Problem to solve: Collect every line of the records below that contains the string "denim" and copy each one in full. Case counts.

[START Task data]

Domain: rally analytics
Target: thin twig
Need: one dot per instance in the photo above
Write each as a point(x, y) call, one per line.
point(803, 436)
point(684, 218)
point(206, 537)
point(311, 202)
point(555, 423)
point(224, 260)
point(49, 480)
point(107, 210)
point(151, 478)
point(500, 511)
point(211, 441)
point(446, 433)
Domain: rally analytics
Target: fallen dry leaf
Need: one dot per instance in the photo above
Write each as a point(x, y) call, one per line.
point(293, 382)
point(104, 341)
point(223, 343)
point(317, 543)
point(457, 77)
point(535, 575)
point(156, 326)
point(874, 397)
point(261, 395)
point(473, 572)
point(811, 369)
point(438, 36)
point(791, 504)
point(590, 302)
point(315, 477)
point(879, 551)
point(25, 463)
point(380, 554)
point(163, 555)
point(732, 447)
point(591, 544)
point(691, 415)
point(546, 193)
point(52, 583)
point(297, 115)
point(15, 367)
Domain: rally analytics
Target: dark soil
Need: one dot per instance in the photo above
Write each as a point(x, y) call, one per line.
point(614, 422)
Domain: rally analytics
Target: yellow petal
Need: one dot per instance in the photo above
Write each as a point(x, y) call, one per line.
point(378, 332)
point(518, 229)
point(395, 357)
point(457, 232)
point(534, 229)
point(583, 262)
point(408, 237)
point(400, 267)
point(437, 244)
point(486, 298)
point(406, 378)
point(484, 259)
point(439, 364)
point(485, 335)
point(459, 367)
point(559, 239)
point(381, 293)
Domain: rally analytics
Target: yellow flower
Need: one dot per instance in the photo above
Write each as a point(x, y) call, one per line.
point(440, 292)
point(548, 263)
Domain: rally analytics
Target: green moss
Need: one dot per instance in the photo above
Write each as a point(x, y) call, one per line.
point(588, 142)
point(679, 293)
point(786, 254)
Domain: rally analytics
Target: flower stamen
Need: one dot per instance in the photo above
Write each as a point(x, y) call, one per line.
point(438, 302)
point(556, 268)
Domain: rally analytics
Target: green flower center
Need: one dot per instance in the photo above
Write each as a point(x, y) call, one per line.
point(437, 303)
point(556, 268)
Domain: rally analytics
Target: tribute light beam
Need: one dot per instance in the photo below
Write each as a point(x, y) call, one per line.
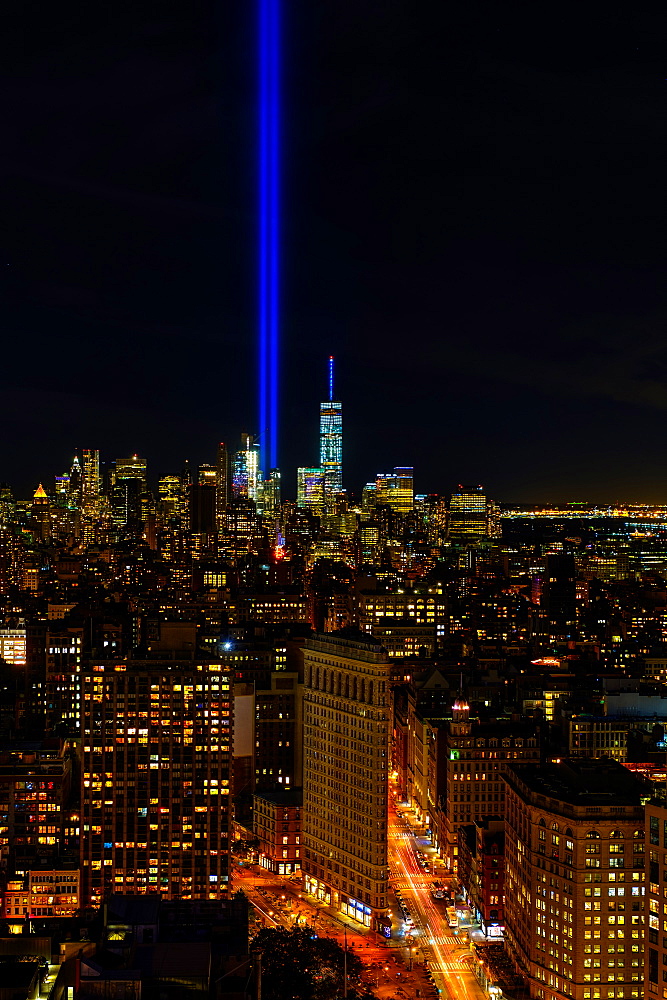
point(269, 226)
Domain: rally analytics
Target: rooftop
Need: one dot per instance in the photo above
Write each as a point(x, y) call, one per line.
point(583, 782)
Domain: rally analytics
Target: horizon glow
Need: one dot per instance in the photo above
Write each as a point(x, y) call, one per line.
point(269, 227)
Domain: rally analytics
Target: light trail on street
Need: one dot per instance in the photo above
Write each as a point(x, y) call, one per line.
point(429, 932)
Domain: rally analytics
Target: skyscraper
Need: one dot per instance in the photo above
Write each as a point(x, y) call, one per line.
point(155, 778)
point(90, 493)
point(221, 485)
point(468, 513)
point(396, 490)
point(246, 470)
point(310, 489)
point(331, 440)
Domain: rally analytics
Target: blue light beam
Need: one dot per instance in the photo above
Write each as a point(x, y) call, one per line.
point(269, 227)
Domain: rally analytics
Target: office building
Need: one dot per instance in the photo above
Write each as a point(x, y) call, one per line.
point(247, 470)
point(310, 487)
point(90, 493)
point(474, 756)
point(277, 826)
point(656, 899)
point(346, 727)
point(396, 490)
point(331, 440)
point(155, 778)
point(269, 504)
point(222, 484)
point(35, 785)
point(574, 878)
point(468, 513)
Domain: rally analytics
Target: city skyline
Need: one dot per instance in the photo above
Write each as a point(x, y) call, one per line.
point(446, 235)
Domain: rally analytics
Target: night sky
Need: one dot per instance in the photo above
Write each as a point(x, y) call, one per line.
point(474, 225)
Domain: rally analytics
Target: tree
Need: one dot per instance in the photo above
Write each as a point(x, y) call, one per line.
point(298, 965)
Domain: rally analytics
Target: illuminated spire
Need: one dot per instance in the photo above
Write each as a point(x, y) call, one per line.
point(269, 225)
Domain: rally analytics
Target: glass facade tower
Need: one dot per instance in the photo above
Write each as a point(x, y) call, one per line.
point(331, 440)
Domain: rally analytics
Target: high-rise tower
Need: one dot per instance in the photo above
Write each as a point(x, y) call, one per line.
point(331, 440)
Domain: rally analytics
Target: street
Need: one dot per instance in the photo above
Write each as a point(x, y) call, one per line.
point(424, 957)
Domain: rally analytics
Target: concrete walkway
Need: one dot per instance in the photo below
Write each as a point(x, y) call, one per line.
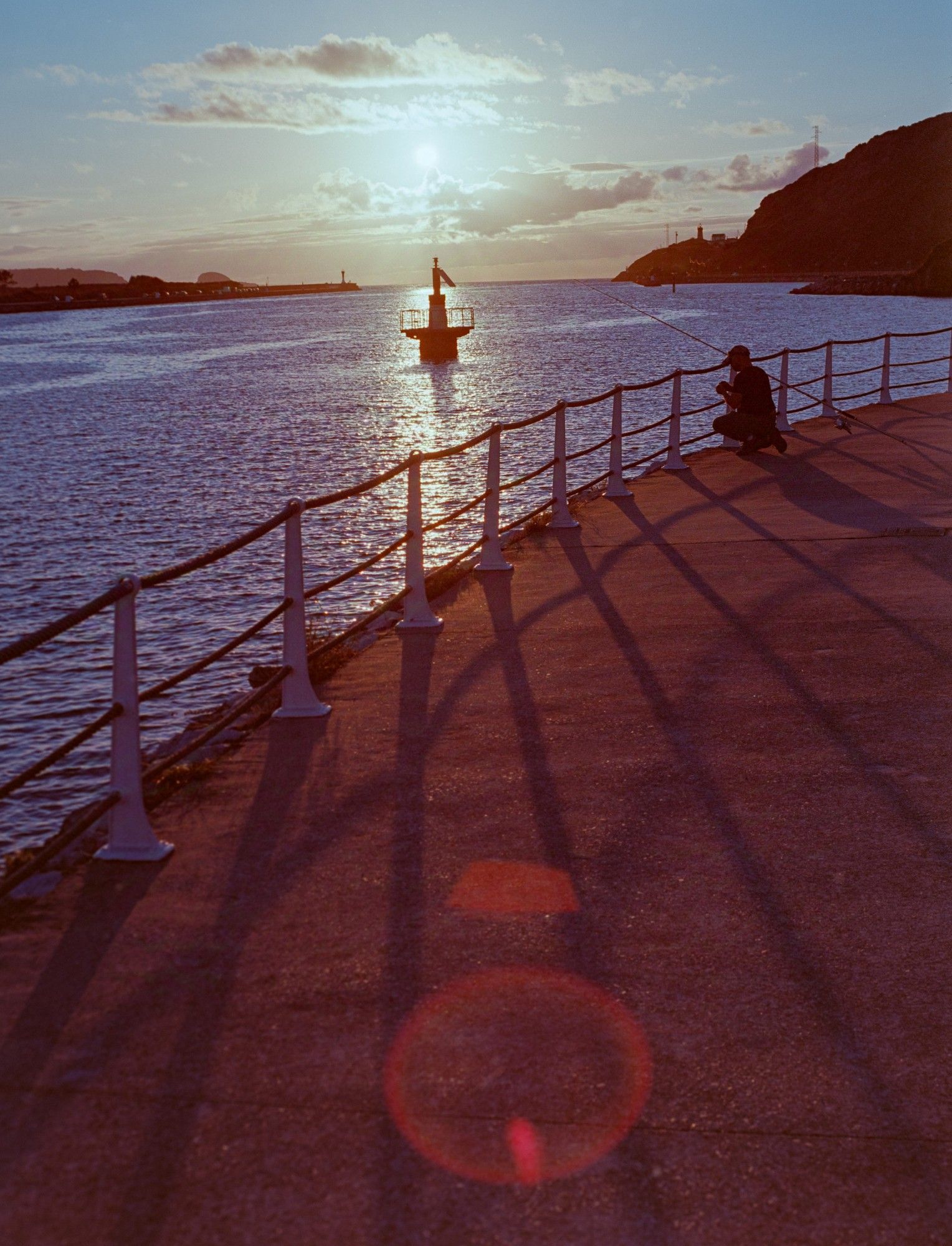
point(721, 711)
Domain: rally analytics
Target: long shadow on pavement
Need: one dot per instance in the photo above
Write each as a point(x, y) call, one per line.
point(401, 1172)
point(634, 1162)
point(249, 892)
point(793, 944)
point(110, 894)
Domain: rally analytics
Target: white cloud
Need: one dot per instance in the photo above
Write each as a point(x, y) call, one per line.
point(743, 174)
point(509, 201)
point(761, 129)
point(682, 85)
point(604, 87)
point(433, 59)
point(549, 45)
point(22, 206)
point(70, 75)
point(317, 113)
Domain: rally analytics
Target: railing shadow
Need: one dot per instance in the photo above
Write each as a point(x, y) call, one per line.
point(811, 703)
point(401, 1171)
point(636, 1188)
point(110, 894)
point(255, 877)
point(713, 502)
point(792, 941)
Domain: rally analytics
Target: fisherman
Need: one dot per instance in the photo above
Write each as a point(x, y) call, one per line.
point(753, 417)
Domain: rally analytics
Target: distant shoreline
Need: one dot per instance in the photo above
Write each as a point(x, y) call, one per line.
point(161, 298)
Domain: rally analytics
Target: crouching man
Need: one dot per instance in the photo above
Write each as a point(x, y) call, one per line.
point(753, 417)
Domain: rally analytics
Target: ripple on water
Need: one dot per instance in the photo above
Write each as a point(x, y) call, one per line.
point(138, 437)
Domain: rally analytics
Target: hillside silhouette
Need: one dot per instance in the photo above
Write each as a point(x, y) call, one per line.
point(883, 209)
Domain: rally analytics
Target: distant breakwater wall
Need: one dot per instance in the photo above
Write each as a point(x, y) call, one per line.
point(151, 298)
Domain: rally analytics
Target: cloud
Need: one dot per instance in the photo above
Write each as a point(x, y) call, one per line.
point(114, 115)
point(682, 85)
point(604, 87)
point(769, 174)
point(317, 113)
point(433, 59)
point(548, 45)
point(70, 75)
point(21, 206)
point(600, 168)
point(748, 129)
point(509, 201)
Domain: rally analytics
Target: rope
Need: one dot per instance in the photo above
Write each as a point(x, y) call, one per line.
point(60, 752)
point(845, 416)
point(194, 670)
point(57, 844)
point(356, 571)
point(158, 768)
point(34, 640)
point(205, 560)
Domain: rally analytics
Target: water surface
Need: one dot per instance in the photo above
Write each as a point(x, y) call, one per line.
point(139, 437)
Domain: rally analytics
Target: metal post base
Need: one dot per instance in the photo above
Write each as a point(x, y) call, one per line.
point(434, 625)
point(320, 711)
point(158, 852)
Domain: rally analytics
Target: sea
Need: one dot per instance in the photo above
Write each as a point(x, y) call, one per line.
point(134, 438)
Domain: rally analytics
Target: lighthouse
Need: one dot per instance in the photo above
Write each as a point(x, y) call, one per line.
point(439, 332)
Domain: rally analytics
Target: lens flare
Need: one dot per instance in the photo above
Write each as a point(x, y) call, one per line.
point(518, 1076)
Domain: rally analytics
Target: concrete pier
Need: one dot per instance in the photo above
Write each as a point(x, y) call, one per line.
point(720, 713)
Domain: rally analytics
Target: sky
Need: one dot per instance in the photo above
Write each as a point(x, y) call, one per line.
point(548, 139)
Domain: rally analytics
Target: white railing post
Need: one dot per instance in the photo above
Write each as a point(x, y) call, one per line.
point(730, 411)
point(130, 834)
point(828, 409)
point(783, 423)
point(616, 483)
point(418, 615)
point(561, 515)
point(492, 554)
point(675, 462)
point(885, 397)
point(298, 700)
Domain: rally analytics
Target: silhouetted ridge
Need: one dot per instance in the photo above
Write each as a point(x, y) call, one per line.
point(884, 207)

[END Task data]
[START Task data]

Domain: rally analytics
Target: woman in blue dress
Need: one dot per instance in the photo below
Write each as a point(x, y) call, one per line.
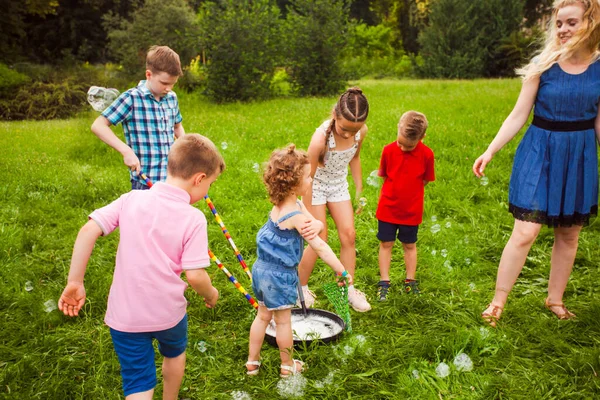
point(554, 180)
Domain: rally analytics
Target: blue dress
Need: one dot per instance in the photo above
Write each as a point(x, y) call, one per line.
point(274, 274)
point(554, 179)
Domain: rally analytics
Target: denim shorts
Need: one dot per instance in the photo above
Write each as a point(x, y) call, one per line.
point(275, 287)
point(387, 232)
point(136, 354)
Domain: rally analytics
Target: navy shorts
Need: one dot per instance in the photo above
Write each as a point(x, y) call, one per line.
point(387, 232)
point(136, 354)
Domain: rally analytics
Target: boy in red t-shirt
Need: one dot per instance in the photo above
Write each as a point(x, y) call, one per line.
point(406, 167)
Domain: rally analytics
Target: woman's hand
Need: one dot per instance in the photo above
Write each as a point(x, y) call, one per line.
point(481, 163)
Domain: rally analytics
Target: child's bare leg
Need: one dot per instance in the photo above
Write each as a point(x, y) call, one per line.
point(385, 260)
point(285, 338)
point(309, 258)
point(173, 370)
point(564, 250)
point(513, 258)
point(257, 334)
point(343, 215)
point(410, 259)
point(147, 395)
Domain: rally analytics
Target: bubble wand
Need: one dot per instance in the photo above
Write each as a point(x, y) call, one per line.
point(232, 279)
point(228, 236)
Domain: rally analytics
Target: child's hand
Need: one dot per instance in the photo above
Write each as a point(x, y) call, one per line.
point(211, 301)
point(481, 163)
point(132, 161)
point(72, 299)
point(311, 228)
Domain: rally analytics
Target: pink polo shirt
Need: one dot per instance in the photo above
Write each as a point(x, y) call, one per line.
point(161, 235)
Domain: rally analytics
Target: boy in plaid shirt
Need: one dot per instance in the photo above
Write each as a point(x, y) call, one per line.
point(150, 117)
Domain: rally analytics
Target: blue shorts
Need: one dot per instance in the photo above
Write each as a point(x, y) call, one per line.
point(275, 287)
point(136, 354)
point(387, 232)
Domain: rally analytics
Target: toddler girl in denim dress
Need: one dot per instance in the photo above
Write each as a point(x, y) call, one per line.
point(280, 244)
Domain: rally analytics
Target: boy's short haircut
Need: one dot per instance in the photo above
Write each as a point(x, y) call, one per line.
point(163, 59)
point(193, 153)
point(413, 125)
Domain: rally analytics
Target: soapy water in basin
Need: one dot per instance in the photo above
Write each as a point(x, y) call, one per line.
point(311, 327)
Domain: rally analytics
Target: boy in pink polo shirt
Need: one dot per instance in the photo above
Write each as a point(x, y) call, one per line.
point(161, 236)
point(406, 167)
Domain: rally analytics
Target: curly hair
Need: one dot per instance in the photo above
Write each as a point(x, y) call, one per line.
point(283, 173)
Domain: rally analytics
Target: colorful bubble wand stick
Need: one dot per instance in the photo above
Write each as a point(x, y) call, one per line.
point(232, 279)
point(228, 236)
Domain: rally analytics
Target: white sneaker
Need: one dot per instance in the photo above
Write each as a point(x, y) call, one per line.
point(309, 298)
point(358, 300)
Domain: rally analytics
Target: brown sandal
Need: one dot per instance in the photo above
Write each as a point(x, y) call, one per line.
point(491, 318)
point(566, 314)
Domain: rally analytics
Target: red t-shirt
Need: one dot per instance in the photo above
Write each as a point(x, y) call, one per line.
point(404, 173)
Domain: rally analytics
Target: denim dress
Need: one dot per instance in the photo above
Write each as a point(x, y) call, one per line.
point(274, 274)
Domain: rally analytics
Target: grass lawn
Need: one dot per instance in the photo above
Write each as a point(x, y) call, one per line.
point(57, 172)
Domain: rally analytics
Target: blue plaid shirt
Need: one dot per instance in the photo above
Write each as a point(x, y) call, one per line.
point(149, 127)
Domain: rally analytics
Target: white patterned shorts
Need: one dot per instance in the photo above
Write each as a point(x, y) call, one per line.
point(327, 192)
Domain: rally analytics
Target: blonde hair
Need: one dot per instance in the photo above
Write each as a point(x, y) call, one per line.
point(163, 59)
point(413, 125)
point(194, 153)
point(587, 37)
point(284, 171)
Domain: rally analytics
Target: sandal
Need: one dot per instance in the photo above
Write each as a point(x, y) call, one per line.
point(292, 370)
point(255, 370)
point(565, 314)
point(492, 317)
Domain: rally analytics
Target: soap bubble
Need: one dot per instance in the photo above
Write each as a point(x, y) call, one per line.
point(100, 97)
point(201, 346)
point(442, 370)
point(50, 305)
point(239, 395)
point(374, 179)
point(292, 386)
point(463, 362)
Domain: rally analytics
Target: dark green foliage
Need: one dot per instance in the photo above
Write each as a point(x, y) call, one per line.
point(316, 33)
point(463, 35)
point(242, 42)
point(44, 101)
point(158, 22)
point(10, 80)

[END Task data]

Full answer:
Target: denim shorts
Target: toddler girl in denim dress
Target: denim dress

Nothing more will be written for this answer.